*EXERCISE INSTRUCTIONS:* Extend the review of the album Strut of Kings, picking up right after its last sentence.

*PASSAGE FOR REVIEW:*

Back in 2018, I wrote that Space Gun (also that year’s only GBV album) was “a protein-rich re-entry point from which to backtrack through the post-millennium catalog…with triumphant blends of sweeping rhythm guitar, ascending lead riffs and rolling rhythm sections.” Six years and 13 albums later, I’ll say the same of Strut of Kings, only more so. As on Space Gun, Pollard is backed by Bobby Bare Jr., Doug Gillard, Mark Shue, and Kevin March, but here they play with a stormier ambition that adds an extra potency to the songs. This isn’t angry music, exactly, but it is noticeably heavier and sounds off with a harder-rocking urgency.
On the edgier end of things come ornery, ear-ringing slugfests like “Olympus Cock In Radiana” and “Cavemen Running Naked.” The first of which heaves around thick, fuzzy guitar arpeggios over a dogged stomp with the bare menace of early Black Sabbath. The second evokes both Queens of the Stone Age with its brute force drumming and taut, meaty riffs and Thin Lizzy with its buzzy, glamorous bursts of guitar. Sequenced between those two and yet darker is “Leaving Umbrella.” The track, slow, sheer and draped with cymbal crashes and sliding walls of distortion, finds Pollard wallowing in a psychedelic, fantastical fog, like a long lost David Bowie album for Southern Lord.

Stored data:

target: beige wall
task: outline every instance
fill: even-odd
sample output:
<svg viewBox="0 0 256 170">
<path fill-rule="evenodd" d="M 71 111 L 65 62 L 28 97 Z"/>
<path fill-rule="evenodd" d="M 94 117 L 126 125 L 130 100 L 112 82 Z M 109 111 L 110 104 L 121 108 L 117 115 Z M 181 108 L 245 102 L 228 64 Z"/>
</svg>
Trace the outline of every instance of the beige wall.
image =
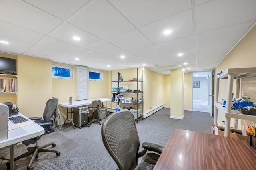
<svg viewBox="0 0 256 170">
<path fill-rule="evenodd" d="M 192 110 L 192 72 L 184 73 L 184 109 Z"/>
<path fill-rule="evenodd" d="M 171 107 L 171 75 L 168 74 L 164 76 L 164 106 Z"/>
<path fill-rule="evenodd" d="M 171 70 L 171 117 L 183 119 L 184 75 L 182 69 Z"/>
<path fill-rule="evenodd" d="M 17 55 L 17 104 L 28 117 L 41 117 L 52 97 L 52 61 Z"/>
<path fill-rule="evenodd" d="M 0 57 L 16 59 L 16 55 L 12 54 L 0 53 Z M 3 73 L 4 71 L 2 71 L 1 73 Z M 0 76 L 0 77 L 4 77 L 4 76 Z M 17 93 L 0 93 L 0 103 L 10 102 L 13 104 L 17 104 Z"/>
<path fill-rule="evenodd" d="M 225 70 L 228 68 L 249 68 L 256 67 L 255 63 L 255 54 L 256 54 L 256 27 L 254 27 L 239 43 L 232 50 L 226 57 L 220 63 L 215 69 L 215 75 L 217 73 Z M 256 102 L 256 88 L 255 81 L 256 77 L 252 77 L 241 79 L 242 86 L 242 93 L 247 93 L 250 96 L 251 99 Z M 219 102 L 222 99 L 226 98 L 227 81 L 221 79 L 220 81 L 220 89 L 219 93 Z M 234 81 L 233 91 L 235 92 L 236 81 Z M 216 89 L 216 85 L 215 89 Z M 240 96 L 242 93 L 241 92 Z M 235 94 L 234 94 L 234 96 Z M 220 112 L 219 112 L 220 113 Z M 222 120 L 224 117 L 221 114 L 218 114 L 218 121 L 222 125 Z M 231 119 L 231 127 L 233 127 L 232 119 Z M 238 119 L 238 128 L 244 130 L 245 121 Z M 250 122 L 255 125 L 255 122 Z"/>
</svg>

*OUTPUT FOR THIS EXERCISE:*
Ill-tempered bangers aside, Strut of Kings is, like so much of Pollard’s vast catalog, at its best in rich, punchy, power pop mode. One of Pollard’s great strengths as a vocalist is delivering even his hardest-to-parse lines with the conviction of confessional poetry. As the sparkling strum and thrust of “Fictional Environment Dream” is lifted by sustained electronic keys, “trying to sell me/on such same primitive tools/programming fever dreams/with the fools/let them expel me” might as well be Matthew Sweet lamenting “I’m sick of myself when I look at you.” It’s one of several moments when the musical ambition and vigor of this album crosses into more radiant, but no less powerful territory. Take, for instance, the long, elegiac build of “Bit Of A Crunch,” from clean, picked guitar to a robust, sunbreak-after-rain stadium balladry close to Oasis’ ragged, golden “Don’t Go Away.” Perhaps the record’s most potent blend of beauty and brawn, however, is “Serene King.” At the bridge, while Pollard raps towards his jet plane takeoff on the final refrain, a rapid series of single guitar notes shoot up from the bullying rumble of bass, drums and blasting, third-rail rhythm chords, taking the song from fist-pumping to something like transcendent.
Chalk it up to the explosive instrumentals, but the lyrics, often the most beguiling aspect of a Guided By Voices record, aren’t the most memorable part of Strut of Kings. One verse, though, from the album closer “Bicycle Garden,” stands out: “Though all the roses are dying/the old nest climbing with ivy/is lively.” What better way to describe Pollard’s indefatigable musical career than in terms of voracious regeneration. With this latest liveliness, Pollard and company continue that relentless growth. And remember, they’re leaving the breathing space for you: no one said they needed it.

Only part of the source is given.